-- Opening Marker --

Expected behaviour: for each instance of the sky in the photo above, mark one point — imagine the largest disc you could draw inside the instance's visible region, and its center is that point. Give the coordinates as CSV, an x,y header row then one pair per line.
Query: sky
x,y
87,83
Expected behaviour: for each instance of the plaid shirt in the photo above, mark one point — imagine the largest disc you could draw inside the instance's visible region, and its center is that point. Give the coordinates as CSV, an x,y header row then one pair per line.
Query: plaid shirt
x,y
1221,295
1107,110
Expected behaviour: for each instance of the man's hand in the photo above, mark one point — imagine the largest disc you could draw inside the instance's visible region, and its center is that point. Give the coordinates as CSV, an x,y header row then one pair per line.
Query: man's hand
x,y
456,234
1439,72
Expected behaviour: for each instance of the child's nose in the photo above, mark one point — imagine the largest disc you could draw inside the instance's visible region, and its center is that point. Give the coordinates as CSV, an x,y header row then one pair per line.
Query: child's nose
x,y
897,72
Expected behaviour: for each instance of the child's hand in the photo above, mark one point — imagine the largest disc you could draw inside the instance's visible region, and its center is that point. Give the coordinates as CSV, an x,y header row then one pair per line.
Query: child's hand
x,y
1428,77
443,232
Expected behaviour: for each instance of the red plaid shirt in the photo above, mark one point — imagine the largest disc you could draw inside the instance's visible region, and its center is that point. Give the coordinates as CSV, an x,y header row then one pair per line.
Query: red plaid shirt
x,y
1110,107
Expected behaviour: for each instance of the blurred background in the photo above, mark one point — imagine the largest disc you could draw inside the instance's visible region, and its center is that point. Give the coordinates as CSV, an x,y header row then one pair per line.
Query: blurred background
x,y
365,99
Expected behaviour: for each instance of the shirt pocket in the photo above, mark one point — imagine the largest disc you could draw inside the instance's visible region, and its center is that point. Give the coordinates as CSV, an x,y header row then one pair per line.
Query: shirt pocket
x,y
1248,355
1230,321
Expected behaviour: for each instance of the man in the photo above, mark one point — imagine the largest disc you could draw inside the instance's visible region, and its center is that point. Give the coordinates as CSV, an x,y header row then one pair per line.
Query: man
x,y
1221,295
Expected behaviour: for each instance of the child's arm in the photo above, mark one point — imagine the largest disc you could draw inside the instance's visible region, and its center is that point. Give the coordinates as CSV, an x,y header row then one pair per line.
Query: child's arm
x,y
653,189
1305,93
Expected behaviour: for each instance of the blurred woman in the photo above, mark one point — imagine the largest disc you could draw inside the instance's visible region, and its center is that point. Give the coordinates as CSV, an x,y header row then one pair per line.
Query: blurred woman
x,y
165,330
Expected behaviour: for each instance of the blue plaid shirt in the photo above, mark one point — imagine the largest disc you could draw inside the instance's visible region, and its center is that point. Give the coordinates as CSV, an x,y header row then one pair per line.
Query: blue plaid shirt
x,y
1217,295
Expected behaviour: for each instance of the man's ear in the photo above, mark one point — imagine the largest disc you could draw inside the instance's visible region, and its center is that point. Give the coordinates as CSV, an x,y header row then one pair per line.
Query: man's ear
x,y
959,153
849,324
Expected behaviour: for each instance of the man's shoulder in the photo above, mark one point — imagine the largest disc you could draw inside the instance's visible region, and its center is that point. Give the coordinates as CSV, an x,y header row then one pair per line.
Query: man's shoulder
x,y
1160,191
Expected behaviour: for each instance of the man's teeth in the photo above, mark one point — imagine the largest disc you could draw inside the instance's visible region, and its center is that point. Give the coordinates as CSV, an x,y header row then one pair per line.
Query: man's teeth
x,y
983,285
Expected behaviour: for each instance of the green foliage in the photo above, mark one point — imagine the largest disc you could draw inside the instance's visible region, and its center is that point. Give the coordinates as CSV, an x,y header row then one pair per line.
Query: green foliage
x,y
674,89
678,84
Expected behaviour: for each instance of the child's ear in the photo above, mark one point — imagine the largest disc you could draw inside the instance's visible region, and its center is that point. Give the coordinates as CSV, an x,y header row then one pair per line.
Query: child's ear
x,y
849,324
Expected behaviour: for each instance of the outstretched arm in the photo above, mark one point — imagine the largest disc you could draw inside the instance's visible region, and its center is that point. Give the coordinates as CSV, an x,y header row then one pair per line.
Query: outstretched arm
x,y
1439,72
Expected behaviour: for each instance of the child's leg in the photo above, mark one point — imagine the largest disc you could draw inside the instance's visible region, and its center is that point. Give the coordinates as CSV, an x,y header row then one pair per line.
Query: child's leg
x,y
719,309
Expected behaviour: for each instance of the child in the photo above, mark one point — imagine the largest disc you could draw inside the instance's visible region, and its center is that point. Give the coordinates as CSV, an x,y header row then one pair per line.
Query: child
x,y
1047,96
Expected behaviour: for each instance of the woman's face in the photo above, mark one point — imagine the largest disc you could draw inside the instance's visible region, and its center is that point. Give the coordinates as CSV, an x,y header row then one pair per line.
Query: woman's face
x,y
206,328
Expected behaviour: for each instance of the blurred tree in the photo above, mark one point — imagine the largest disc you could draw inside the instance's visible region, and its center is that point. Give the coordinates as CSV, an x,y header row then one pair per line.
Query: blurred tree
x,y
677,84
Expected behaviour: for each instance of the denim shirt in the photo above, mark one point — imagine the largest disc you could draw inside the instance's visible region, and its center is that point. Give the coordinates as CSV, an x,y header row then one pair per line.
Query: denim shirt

-- Closing Marker --

### Directions
Your reply must repeat the entries above exactly and in full.

### Answer box
Expected behaviour: for each instance of the sky in the photo above, mark one point — imagine the largest disc you could draw inside the instance's visible region, and its center is that point. Give the coordinates as CSV, an x,y header row then one pair per line.
Query: sky
x,y
87,83
Expected behaviour: for each instance of the plaid shirt in the photo above, mark one point — imagine the largest disc you could draw inside the instance's visible region, and its center is that point. Give the coordinates as CSV, an x,y header row then one pair per line.
Query: plaid shirt
x,y
1221,295
1107,110
Expected behaviour: for each instance of the man's hand in the photo above, mark one point — imagine the largest disc you could draw inside the instance's visible region, and its center is that point. Give the coordinates as CSV, an x,y header row then one pair per line.
Query: man's hand
x,y
456,234
1439,72
Expected behaviour: for each instance of the child's nose in the photo above, mark one point — imagine the largest disc you could draw inside the instance's visible region, and its center is that point. Give the coordinates as CSV, an x,y header row then one pair per line.
Query: child's nose
x,y
897,72
Expected behaviour: for each instance of the child's hand in the photo above, mark one point — imagine the largest disc you could draw inside the instance's visible region, and its center is that point. Give the coordinates as CSV, an x,y header row then one pair per line.
Query: child's hand
x,y
1428,77
443,232
Expected behaviour: for each instance of the red plaid shirt in the photo above, mark one point — imagine the largest disc you could draw inside the instance's visible region, and its center is that point. Give the coordinates as CSV, an x,y header row then one pair per line.
Query: red plaid shirt
x,y
1110,107
Expected behaviour: for each instance of the blurred background in the photo above, mark one point — imagine the largest disc you could draw inside the instance's visible region, and its center is that point. Give the coordinates as CSV, an x,y header row then one pair per line.
Query: blurred background
x,y
365,99
Expected behaviour: for each instance of the shirt pocket in the photo above, mark one point — imagine the largest disc you could draw inside the instance's visible region, and its center is that point. Give the coordinates as CSV, an x,y header row then one pair per line.
Query: shirt pocket
x,y
1248,355
1230,321
Expected behaviour: for each instance of the man in the photo above, mark one point — imagine the largest disc you could draw inside the instance's visible region, and its center is that point. Give the coordinates as CSV, an x,y header row then one pair per line.
Query: man
x,y
1221,295
Expected behaviour: for each instance of the child's arm in the photo above, mark one point — imagine the largest disc you could draw inside the instance's visible region, and its center is that point. Give the coordinates as CSV, an x,y header row then one pair per line.
Query: child's arm
x,y
653,189
1305,93
Expected behaviour: for each instance of the blurred woman in the photo above, mark one point — imagine the largest disc you could draw inside the instance's visible region, and its center is that point. Give the coordinates as CSV, an x,y header row then one pair per line.
Query: blurred woman
x,y
165,330
Expected behaviour: for each instance of the blue plaid shirt in the photo above, mark one point — imagine the largest disc you could draw inside the instance's visible region, and its center is that point. Give the coordinates as CSV, an x,y header row then one pair per line.
Query: blue plaid shirt
x,y
1217,295
Expected behaviour: for each instance of the man's ear in the photo above, mark one point — imagine the largest disc you could draw inside the instance's visible region, and its center is that point. Give the coordinates as CSV, an x,y header row then one pair per line.
Query: man's ear
x,y
959,153
849,324
Expected behaviour: for each instance of the man's shoulder in the photo above, mark one point — imagine the largest disc you could draw inside the instance's visible region, and its center is that point. Give the coordinates as CSV, an x,y header row then one pair per line.
Query: man's shoulder
x,y
1160,191
Expected behaviour: for each instance of the man's teeth in the photo above, mark one point — imagine the largest disc you could draw inside the instance's visible region, and its center is that point. Give the coordinates as CSV, an x,y header row then one pair per line.
Query: man's teeth
x,y
983,285
Expected behaviour: for each instance of the green foliage in the photo above, mark one point — imagine the largest disc you could draw inside the instance's visible region, and its center is that point. Give the coordinates as CSV, an x,y header row then one pair per line.
Query: green foliage
x,y
674,89
678,84
Expected behaviour: for each instance of the child's ear in the photo above, mark one point — imagine the largest disc you could draw inside the instance's visible region, and its center is that point. Give the coordinates as CSV, an x,y header row then one pair per line.
Query: child's ear
x,y
849,324
Expected behaviour: for each instance of the outstretched arm in the photo above, mark one point — imagine the largest disc you could draw inside the instance's visible region, and its center is that point. Give the coordinates as CSV, an x,y header row then one pair per line.
Query: outstretched arm
x,y
1439,72
Expected behaviour: for each instance of the child's leg in the photo above, mark one point — imagine the largest disc you could draw inside the instance's visible region, and its center is that point. Give the coordinates as CSV, an x,y header row then one pair per line.
Query: child's leg
x,y
719,309
Expected behaviour: for each instance of the child in the photo above, mark one point — imagine the largest disc you could draw inside the instance's visible region, and its center is that point. Give the coordinates as CSV, an x,y header row then one pair per line.
Query: child
x,y
1047,96
Expected behaviour: for each instance of the woman's face in the photo above, mark one point — imagine the largest disc you could draw inside the instance's visible region, and its center is that point. Give the coordinates as CSV, an x,y header row then one pair per line.
Query: woman's face
x,y
206,328
Expected behaviour: for each instance of the blurred tree in the photo above, mark one point — imagine the largest disc you could draw inside the instance's visible region, and its center is that point. Give the coordinates as CSV, an x,y header row then one pair per line.
Query: blurred tree
x,y
677,84
Expected behaviour: for each instance of the denim shirt in the photo above, mark one point — imagine the largest disc you could draw inside the instance's visible region, and its center is that point. Give the coordinates as CSV, an x,y header row then one pair per line.
Query: denim shirt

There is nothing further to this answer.